Source data
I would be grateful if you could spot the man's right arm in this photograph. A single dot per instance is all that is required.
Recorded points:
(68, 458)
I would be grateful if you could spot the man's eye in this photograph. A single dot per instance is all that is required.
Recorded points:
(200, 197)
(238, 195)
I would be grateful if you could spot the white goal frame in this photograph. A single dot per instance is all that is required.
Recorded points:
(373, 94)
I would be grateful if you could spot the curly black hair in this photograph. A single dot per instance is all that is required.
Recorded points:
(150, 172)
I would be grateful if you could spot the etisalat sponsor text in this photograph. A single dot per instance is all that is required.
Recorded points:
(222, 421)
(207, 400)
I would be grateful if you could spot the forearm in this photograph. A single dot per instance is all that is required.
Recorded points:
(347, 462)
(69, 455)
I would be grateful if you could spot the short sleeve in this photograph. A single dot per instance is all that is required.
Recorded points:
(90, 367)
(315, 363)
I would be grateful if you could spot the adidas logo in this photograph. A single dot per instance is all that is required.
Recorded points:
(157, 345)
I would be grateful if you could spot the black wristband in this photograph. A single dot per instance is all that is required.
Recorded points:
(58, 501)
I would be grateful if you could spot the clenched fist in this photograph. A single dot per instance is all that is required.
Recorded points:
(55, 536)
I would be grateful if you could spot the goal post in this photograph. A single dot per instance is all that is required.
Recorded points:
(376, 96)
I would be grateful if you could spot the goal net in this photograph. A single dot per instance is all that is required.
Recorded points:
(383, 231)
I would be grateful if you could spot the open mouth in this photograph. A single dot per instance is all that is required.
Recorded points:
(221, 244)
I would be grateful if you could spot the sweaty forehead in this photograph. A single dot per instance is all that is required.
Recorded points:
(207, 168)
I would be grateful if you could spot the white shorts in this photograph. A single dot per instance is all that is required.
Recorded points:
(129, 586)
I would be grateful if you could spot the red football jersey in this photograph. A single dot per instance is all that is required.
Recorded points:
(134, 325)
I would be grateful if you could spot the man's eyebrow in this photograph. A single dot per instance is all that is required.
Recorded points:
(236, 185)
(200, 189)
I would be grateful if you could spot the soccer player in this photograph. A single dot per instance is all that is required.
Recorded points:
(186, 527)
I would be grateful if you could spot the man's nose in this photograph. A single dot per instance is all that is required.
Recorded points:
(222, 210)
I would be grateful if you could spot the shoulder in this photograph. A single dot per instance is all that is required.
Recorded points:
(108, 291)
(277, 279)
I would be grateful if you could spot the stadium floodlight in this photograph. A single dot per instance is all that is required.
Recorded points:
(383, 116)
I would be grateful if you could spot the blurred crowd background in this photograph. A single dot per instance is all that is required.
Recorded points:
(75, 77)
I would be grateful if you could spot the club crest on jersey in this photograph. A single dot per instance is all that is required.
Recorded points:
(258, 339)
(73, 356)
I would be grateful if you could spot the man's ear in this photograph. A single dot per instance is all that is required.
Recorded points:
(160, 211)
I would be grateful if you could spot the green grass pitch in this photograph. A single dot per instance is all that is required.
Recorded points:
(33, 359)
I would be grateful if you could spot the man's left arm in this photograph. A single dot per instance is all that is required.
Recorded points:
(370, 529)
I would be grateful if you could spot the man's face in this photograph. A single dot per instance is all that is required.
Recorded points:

### TASK OBJECTIVE
Please transcribe the data above without changes, from its first line to its "I would be grateful if you could spot the short" line, and leave out anything past that.

### TASK SOLUTION
I would be grateful if you could spot the man's right arm in this photograph. A single dot per instance is all that is required.
Recorded points:
(68, 458)
I would be grateful if you could spot the man's eye in this photograph. A single dot per instance is all that is required.
Recorded points:
(200, 197)
(238, 195)
I would be grateful if you could spot the white goal frame in this photograph. A single dot per instance is all that is required.
Recorded points:
(373, 94)
I would be grateful if you could spot the curly black hair in this photograph. A single dot per instance is all that is required.
Recorded points:
(150, 172)
I would be grateful if you could spot the etisalat sponsor text in this photograph. A single dot per instance is all that is required.
Recorded points:
(222, 421)
(207, 400)
I would be grateful if you could spot the forearm in this photograph. A single dot per instance is all that is required.
Recorded points:
(347, 462)
(69, 455)
I would be grateful if you could spot the short sleeve in this photograph. A single dot per instance is all that is required.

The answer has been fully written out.